Stated exercise » Rewrite the material below, switching "per instance" to "per object" wherever it occurs and leaving everything else unchanged.

[Pointing and labeling entries]
────────
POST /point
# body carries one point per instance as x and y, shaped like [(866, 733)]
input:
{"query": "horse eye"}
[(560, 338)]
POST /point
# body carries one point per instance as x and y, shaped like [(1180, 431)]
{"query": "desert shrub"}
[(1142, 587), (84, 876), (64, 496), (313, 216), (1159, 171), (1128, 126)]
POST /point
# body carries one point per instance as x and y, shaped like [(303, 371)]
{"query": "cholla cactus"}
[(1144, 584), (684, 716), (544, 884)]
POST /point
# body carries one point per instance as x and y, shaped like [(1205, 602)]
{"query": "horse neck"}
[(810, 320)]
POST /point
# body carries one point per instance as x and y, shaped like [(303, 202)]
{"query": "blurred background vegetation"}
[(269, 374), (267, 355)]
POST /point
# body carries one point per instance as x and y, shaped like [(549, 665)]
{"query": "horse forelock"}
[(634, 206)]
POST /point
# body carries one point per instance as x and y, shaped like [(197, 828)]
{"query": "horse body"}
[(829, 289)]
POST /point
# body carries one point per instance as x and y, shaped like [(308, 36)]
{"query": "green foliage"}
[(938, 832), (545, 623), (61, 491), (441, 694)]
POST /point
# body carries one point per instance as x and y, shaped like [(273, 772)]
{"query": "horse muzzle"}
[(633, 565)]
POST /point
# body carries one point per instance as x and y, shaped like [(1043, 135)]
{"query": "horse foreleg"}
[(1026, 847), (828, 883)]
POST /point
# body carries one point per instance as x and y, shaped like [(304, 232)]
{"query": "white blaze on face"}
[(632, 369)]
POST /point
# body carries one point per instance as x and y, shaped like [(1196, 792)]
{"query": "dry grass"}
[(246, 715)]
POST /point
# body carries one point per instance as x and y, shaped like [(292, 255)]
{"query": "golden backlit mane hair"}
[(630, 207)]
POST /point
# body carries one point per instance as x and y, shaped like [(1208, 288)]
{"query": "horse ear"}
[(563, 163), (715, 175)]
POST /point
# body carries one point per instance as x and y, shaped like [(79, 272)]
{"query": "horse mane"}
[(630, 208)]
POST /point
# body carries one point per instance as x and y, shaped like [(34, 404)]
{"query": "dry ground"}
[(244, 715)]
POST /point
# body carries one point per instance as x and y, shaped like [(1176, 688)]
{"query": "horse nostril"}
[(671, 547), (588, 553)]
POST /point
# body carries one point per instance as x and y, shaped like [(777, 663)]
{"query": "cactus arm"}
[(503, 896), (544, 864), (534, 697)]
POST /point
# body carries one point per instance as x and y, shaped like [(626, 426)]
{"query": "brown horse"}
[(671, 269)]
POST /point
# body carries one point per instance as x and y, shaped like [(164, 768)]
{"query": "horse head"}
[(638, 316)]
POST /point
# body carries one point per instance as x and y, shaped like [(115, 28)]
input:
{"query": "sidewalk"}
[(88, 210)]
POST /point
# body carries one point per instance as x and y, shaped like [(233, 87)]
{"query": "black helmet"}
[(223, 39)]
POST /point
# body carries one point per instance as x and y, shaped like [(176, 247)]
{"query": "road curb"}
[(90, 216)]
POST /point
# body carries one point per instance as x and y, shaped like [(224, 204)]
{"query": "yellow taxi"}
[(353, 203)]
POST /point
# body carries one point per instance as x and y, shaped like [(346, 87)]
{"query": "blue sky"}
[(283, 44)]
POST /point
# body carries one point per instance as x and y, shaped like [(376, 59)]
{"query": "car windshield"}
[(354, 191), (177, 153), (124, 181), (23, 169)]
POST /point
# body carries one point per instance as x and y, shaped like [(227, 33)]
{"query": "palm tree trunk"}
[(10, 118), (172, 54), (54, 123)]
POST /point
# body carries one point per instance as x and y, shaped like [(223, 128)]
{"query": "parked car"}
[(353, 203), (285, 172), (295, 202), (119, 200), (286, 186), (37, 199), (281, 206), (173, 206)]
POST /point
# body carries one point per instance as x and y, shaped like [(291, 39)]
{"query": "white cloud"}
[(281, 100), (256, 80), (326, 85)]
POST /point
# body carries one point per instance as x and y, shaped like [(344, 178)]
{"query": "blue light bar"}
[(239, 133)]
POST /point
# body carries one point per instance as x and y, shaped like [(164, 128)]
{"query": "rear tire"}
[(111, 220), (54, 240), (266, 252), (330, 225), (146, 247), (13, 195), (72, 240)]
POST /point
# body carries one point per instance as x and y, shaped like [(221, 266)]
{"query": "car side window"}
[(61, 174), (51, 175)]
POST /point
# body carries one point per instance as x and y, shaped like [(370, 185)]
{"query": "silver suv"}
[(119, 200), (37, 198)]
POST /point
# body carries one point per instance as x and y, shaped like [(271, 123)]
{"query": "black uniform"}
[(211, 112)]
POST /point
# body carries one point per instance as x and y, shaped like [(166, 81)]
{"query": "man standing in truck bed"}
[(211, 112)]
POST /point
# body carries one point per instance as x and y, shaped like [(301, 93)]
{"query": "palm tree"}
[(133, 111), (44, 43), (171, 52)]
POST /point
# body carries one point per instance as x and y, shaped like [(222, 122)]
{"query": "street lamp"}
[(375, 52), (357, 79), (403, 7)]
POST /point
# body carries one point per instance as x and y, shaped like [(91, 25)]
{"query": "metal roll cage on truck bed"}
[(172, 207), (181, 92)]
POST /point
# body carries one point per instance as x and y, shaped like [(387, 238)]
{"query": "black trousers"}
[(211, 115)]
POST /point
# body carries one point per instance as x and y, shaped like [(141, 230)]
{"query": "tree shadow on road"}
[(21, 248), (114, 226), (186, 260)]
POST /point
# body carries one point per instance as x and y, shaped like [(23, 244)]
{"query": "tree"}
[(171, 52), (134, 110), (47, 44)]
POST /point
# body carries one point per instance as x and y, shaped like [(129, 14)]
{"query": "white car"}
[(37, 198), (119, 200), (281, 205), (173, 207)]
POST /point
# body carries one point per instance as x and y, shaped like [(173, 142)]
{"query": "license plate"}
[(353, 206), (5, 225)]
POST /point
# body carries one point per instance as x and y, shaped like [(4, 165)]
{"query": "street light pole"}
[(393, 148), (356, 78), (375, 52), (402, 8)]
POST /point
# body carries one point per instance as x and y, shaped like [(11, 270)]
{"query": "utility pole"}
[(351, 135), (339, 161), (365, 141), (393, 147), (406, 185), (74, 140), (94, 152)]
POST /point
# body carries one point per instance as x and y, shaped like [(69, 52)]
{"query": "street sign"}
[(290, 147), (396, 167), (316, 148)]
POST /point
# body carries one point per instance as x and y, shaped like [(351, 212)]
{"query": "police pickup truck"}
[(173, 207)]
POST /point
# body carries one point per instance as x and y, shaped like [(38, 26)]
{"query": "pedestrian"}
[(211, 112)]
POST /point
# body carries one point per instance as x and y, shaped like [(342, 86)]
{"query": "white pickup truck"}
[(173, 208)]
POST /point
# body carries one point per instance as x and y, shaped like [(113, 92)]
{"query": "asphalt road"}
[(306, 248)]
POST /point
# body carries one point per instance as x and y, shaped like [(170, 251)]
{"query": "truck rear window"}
────────
Exercise result »
POST /point
# body carries one point per object as x and y, shaped like [(866, 733)]
input:
{"query": "horse eye"}
[(560, 338)]
POST /point
# body carries one point per object as x and y, shaped like [(1180, 431)]
{"query": "desert shrub"}
[(1142, 587), (84, 876), (64, 496), (313, 216), (1159, 171), (1128, 126)]
POST /point
# body carries one point per object as x and y, shaped like [(303, 371)]
{"query": "cholla cactus"}
[(1144, 584), (684, 716), (544, 884)]
POST /point
# body carries one point per object as x and y, shaped like [(1205, 602)]
{"query": "horse neck"}
[(810, 320)]
POST /point
# body carries one point per object as x and y, shaped like [(303, 202)]
{"query": "blurred background vegetation"}
[(269, 374), (267, 355)]
POST /point
# body carries one point per object as x and y, shaped like [(549, 665)]
{"query": "horse forelock"}
[(634, 206)]
POST /point
# body carries one point per object as x and y, shaped like [(197, 828)]
{"query": "horse body"}
[(829, 289)]
POST /point
# body carries one point per object as x and y, shaped like [(308, 36)]
{"query": "green foliage"}
[(938, 832), (545, 623), (61, 491), (441, 694)]
POST /point
# body carries one point per object as x and y, shaped like [(273, 772)]
{"query": "horse muzzle"}
[(633, 565)]
POST /point
# body carries one point per object as x and y, shaped like [(1043, 135)]
{"query": "horse foreleg"}
[(1026, 847), (828, 883)]
POST /point
# body carries one point per object as x and y, shaped like [(304, 232)]
{"query": "white blaze on face"}
[(632, 369)]
POST /point
# body carries one point per object as x and y, shaped like [(1196, 792)]
{"query": "dry grass"}
[(246, 715)]
POST /point
# body carries one point per object as x and y, shaped like [(292, 255)]
{"query": "golden backlit mane hair"}
[(630, 207)]
POST /point
# body carries one point per object as x and y, shaped like [(1208, 288)]
{"query": "horse ear"}
[(563, 163), (715, 175)]
POST /point
# body carries one point per object as x and y, shaped like [(79, 272)]
{"query": "horse mane"}
[(630, 208)]
POST /point
# body carries one point per object as x and y, shaped like [(34, 404)]
{"query": "dry ground"}
[(244, 715)]
POST /point
# body carries one point per object as x and y, shaped like [(1176, 688)]
{"query": "horse nostril"}
[(671, 547), (588, 553)]
POST /point
# body carries one point per object as x and y, shaped like [(777, 663)]
{"query": "cactus arm"}
[(503, 896), (544, 864), (534, 697)]
POST /point
# body carries one point per object as x and y, shaped like [(626, 426)]
{"query": "brown horse"}
[(671, 269)]
POST /point
# body carries one point per object as x and y, shaped like [(164, 768)]
{"query": "horse head"}
[(638, 316)]
POST /point
# body carries one point per object as x and y, shaped like [(115, 28)]
input:
{"query": "sidewalk"}
[(88, 210)]
POST /point
# body carries one point per object as x and y, shaped like [(233, 87)]
{"query": "black helmet"}
[(223, 39)]
POST /point
# body carries one point per object as x and y, shaped like [(176, 247)]
{"query": "road curb"}
[(90, 216)]
POST /point
# body carries one point per object as x and y, shaped like [(224, 204)]
{"query": "yellow taxi"}
[(353, 203)]
POST /point
# body carries one point per object as x and y, shaped like [(346, 87)]
{"query": "blue sky"}
[(283, 44)]
POST /point
# body carries one point per object as x and y, shaped like [(376, 59)]
{"query": "car windshield"}
[(354, 191), (177, 153), (124, 181), (23, 169)]
POST /point
# body carries one point per object as x and y, shaped like [(227, 33)]
{"query": "palm tree trunk"}
[(10, 118), (172, 54), (54, 123)]
POST /point
# body carries one point per object as x and y, shaped like [(223, 128)]
{"query": "parked car"}
[(353, 203), (285, 172), (295, 202), (119, 200), (286, 186), (37, 199), (281, 206), (173, 206)]
POST /point
# body carries one point per object as x and y, shaped like [(291, 39)]
{"query": "white cloud"}
[(281, 100), (256, 80), (326, 85)]
POST /point
# body carries one point per object as x and y, shaped like [(344, 178)]
{"query": "blue light bar"}
[(239, 133)]
POST /point
# body carries one point per object as x and y, shaped like [(164, 128)]
{"query": "rear tire"}
[(111, 220), (54, 240), (266, 252), (330, 225), (146, 247), (13, 195), (72, 240)]
POST /point
# body carries one point per object as x and y, shaped like [(221, 266)]
{"query": "car side window"}
[(61, 174), (51, 175)]
POST /point
# body carries one point per object as x and y, shaped like [(370, 185)]
{"query": "silver suv"}
[(119, 200), (37, 198)]
POST /point
# body carries one point per object as x and y, shaped like [(271, 123)]
{"query": "black uniform"}
[(211, 112)]
POST /point
# body carries one point per object as x and y, shaped like [(166, 81)]
{"query": "man standing in truck bed"}
[(211, 112)]
POST /point
# body carries one point per object as x and y, shaped like [(301, 93)]
{"query": "palm tree"}
[(133, 111), (44, 43), (171, 52)]
POST /point
# body carries one point per object as x and y, shaped like [(222, 122)]
{"query": "street lamp"}
[(375, 52), (357, 79), (403, 7)]
POST /point
# body carries one point per object as x and y, shaped like [(91, 25)]
{"query": "metal roll cage on truck bed"}
[(172, 207), (181, 92)]
POST /point
# body carries one point per object as x and y, shaped like [(387, 238)]
{"query": "black trousers"}
[(211, 115)]
POST /point
# body carries one point per object as x and y, shaped like [(141, 230)]
{"query": "tree shadow on road"}
[(21, 248), (114, 226), (186, 260)]
POST /point
# body carries one point per object as x and y, shaped like [(23, 244)]
{"query": "tree"}
[(171, 52), (134, 110), (47, 44)]
POST /point
# body carries one point per object as x and y, shaped like [(129, 14)]
{"query": "white car"}
[(37, 198), (119, 200), (281, 205), (173, 207)]
POST /point
# body carries one point per object as x and y, shaped like [(173, 142)]
{"query": "license plate"}
[(353, 206), (5, 225)]
POST /point
# body carries one point per object as x and y, shaped like [(4, 165)]
{"query": "street light pole"}
[(393, 148), (356, 78), (375, 52), (402, 8)]
POST /point
# body carries one point per object as x and y, shaped like [(11, 270)]
{"query": "utility pole"}
[(351, 135), (339, 161), (365, 141), (393, 147), (406, 185), (74, 140), (94, 152)]
POST /point
# body carries one point per object as x and y, shaped like [(69, 52)]
{"query": "street sign"}
[(290, 147), (396, 167), (316, 148)]
POST /point
# body carries one point per object as x and y, shaped like [(351, 212)]
{"query": "police pickup truck"}
[(173, 207)]
POST /point
# body carries one point per object as x and y, shaped like [(38, 26)]
{"query": "pedestrian"}
[(211, 112)]
POST /point
# body carries one point per object as x and y, shaped like [(342, 86)]
{"query": "white pickup truck"}
[(173, 208)]
POST /point
# body carries one point per object as x and y, shaped like [(113, 92)]
{"query": "asphalt road"}
[(306, 248)]
POST /point
# body carries one point per object as x and y, shaped like [(170, 251)]
{"query": "truck rear window"}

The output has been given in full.